▶ Text block
Optimization

Introduction to optimization

Optimization methods are at the core of many practical applications in science and engineering. Traditionally, optimization is concerned with minimizing an objective or cost function \(f(x)\) (Nocedal and Wright, 1999). Where \(x\) is a real number \(\mathbb{R}\), given the cost, we must find the cheapest choice \(x^*\). In other words

\begin{equation} x^* = \min_{x \in \mathbb{R}} f(x) \end{equation}

Let's start with a simple example and use \(f(x) = x^2\). The figure below plots this parabola in the interval from \([-1, 1]\).

Parabola

Any human can immediately spot the minimum in this case. It's at zero! Of course. But let's spend a little bit of extra time on this example. After all, we want an automatic way to find the minimum that will also allow us to work with more challenging examples. The argument here is that we want to start simple.

▶ Data provided

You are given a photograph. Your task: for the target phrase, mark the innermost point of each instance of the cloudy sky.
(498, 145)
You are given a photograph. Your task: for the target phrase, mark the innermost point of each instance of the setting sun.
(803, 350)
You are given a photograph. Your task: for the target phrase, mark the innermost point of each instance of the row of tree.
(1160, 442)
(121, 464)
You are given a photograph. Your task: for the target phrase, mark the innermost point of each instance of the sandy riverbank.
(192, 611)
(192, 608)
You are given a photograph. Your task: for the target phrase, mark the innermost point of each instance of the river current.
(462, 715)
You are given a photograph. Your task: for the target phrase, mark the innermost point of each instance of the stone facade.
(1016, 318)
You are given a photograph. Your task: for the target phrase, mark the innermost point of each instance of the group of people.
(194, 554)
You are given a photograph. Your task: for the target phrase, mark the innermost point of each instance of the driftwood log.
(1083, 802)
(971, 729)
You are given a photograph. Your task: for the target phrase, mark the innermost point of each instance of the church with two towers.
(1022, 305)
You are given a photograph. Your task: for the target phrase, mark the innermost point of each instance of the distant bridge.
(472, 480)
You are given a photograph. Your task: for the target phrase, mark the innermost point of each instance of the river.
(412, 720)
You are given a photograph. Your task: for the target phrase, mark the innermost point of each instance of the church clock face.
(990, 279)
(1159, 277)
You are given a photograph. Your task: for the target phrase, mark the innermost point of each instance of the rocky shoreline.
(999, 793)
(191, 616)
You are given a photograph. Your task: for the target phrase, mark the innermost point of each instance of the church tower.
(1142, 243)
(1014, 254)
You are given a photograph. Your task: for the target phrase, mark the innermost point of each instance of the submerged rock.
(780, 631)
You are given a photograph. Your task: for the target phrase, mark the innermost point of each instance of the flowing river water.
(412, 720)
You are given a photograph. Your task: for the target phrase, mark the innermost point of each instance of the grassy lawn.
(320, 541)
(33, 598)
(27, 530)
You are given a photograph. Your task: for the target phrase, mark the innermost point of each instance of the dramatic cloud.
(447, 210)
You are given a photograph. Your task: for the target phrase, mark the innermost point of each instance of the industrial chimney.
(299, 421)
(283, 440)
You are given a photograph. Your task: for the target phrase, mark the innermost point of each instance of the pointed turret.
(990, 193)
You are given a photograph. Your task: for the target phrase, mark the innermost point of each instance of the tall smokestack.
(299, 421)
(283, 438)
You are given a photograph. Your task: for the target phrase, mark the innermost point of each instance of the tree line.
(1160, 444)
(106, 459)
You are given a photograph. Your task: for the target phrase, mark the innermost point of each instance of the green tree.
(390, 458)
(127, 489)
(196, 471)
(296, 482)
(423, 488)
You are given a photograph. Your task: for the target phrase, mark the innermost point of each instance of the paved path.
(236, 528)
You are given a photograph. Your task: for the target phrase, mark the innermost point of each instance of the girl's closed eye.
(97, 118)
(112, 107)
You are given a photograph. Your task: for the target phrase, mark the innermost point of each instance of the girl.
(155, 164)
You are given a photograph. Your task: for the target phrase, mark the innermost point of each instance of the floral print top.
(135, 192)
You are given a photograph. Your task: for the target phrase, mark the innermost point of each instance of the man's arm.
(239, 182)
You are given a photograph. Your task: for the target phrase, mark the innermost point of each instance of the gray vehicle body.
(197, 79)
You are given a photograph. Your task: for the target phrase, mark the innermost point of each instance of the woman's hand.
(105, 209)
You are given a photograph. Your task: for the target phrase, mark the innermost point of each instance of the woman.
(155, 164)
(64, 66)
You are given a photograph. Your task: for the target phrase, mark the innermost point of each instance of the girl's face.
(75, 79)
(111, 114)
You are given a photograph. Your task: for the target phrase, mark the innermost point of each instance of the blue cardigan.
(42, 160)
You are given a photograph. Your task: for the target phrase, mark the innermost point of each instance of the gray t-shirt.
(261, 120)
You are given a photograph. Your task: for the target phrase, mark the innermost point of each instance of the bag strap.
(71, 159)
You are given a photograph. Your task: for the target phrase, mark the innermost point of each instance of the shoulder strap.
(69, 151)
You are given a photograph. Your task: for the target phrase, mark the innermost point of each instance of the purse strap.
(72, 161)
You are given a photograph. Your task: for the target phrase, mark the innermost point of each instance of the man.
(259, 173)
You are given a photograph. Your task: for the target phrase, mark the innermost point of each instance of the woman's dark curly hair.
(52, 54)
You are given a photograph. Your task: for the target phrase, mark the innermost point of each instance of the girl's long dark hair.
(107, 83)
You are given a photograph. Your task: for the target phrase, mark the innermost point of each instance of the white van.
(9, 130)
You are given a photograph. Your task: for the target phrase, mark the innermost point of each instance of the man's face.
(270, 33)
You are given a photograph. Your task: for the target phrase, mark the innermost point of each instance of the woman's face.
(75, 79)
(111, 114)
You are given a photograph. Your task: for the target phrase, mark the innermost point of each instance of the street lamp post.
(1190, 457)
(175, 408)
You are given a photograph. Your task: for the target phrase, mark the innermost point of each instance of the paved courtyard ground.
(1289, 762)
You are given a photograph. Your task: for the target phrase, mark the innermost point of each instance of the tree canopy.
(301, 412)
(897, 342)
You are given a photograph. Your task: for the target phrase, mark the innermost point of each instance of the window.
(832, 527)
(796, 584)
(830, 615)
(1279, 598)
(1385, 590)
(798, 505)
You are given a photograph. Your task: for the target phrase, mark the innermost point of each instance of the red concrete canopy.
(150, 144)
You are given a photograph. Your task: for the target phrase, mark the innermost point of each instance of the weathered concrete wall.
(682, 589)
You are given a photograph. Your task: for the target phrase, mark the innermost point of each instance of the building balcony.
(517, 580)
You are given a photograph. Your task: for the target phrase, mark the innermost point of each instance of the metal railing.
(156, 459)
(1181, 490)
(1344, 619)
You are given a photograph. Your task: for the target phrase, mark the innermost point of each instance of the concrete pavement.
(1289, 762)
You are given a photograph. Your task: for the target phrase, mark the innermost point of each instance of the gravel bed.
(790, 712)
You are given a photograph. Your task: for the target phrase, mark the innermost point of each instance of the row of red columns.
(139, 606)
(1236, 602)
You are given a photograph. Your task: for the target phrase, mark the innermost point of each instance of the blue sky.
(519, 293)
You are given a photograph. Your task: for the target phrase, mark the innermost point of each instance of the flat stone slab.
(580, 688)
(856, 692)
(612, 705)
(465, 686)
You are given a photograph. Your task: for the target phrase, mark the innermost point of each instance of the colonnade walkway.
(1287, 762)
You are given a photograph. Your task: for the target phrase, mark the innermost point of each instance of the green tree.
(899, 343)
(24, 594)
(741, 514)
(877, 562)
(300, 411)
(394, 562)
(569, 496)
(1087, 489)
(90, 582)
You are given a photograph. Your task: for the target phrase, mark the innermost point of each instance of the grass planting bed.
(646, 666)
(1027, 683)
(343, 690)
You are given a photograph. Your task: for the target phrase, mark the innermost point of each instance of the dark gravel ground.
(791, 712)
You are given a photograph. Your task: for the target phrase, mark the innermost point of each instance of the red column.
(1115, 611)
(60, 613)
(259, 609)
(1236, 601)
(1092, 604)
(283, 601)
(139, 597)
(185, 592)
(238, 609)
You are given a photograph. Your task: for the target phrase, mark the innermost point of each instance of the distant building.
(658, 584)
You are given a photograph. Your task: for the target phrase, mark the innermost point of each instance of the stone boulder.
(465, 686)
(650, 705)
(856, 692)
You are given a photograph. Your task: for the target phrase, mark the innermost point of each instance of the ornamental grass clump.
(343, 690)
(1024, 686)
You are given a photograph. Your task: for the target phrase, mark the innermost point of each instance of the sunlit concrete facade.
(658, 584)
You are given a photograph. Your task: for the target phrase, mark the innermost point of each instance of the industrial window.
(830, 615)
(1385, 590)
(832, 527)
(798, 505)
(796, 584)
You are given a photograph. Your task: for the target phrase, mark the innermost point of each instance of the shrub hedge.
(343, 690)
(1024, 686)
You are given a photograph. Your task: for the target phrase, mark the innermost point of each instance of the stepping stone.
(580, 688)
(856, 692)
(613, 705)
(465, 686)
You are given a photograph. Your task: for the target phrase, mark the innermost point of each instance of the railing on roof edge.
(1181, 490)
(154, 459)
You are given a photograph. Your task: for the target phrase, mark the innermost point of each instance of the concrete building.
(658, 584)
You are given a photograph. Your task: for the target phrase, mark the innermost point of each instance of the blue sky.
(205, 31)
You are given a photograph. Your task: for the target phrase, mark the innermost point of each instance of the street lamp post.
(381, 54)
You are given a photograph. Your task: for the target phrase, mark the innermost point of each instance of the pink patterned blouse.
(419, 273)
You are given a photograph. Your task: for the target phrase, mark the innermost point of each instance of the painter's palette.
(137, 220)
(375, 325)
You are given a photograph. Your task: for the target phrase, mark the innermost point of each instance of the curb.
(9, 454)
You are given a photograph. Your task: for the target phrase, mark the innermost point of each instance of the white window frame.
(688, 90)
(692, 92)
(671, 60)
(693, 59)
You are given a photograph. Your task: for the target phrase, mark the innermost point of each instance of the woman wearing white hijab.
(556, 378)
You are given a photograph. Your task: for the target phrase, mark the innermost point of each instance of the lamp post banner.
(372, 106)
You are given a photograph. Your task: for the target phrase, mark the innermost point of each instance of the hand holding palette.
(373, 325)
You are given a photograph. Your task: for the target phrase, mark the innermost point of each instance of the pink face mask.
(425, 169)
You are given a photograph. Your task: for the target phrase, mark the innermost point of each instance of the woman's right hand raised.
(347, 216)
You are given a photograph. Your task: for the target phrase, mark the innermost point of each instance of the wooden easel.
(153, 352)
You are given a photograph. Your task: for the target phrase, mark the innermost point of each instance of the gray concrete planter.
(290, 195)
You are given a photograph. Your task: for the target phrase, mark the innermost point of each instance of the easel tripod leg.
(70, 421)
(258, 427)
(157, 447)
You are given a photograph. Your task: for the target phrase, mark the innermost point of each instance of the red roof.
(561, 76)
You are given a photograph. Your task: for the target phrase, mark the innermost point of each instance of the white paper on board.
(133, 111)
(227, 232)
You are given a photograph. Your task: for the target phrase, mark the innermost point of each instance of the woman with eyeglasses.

▶ Problem
Translate the following sentence from the optimization text into Spanish: "Optimization methods are at the core of many practical applications in science and engineering."

▶ Reply to the task
Los métodos de optimización están en el núcleo de muchas aplicaciones prácticas en la ciencia y la ingeniería.